### SUPPLIED TEXT
+++

IN THE SUPREME COURT OF
THE REPUBLIC OF VANUATU
(Civil Jurisdiction)


Civil Case No.41 of 2008


BETWEEN:


CYCLAMEN LIMITED
Claimant


AND:


PORT VILA MUNICIPAL COUNCIL
First Defendant


AND:


GEORGE VASARIS & CO.
Second Defendants


Coram: V. Lunabek CJ
Counsel: Mr. Dane Thornburgh (then) of Geoffree Gee & Partners for Claimant
Mr. Ronald Warsal for First Defendant
Mr. Mark Hurley for Second Defendant


JUDGMENT


Introduction


  1. Cyclamen Limited has issued proceedings against the Port Vila Municipal Council and Cyclamen's previous lawyer George Vasaris arising from difficulties which arose with respect to Cyclamen's development of a tourist resort in Port Vila. The PVMC and Mr. Vasaris have applied to strike out all claims against them.
  2. This is another case where all the parties would have been significantly better off if they had simply proceeded to trial.

Background facts


  1. Cyclamen was the lessee of a lease 048 in Captain Cook Avenue in Port Vila. In 2000 the Minister of Lands agreed to surrender the residential lease of this property and replace it with a commercial tourism lease to facilitate Cyclamen's proposed tourism development. The PVMC granted planning permission for the construction of a resort on the land in 2001. The work was to be completed within 2 years but with the right to apply to the PVMC for an extension of the building permit. There were subsequent Supreme Court proceedings by neighbours of the development which temporarily halted construction. Construction resumed in 2002. By February 2003 the two years to construct the building had expired without the completion of the first stage. In September 2003 the Minister of Lands advised Cyclamen it revoked the consent given to transfer the lease from residential to commercial/tourism. At this stage, the administration block part of stage one of the developments had been effectively completed. Cyclamen stopped work as directed.

+++

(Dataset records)
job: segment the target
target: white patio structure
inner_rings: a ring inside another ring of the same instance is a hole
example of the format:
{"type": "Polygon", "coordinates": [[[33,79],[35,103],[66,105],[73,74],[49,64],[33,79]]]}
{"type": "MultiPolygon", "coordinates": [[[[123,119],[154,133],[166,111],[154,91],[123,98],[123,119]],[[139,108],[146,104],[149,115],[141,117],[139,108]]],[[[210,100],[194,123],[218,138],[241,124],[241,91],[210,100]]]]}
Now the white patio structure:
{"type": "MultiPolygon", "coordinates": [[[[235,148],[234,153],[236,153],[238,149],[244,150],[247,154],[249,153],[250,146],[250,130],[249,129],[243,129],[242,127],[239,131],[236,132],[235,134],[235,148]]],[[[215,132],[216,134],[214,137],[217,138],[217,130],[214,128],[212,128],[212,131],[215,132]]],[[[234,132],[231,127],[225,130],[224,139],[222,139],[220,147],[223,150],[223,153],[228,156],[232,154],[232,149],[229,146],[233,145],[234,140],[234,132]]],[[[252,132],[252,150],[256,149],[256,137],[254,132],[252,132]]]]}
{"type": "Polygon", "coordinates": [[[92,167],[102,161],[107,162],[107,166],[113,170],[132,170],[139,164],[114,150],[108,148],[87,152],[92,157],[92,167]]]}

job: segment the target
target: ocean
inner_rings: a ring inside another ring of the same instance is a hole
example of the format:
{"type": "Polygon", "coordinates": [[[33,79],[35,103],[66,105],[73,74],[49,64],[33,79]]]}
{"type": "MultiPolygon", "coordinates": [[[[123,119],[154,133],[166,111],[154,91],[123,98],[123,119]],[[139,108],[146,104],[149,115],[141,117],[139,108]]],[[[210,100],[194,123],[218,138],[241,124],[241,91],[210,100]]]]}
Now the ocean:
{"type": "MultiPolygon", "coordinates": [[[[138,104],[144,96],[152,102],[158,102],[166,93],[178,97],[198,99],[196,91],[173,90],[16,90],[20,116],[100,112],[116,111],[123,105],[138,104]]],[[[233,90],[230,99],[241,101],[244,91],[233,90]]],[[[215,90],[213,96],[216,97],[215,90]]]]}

+++

### CHALLENGE
Extend the Cyclamen court judgment, picking up right after its final sentence.

### OUTPUT
  2. In early October 2003 Cyclamen re-opened the resort. It has considered that the commercial lease had been granted. However Cyclamen then received a notice from the PVMC advising it to cease all work. Cyclamen advised the PVMC that it proposed to challenge the lawfulness of this direction to stop work. In the meantime the Minister of Lands advised Cyclamen that there was still no commercial lease with respect to the property and by continuing to develop the property Cyclamen risked forfeiture of the whole of the lease.
  3. After legal advice Cyclamen stopped work on the land. The PVMC then made an inspection of the property. They concluded that the work done by Cyclamen on the property was in breach of their approval for foreshore development. Judicial review proceedings by Cyclamen followed relating to the PVMC report with respect to the foreshore development. Further the judicial review challenged the PVMC's notice to halt the building work.
  4. By early 2004 the Minister of Lands agreed to a commercial lease for the property on particular terms. However no agreement could be reached on those terms. Further judicial review proceedings followed. The judicial review application was refused in the Supreme Court by Tuohy J. The Minister and Cyclamen then signed a commercial lease with effectively five of the original six conditions incorporated.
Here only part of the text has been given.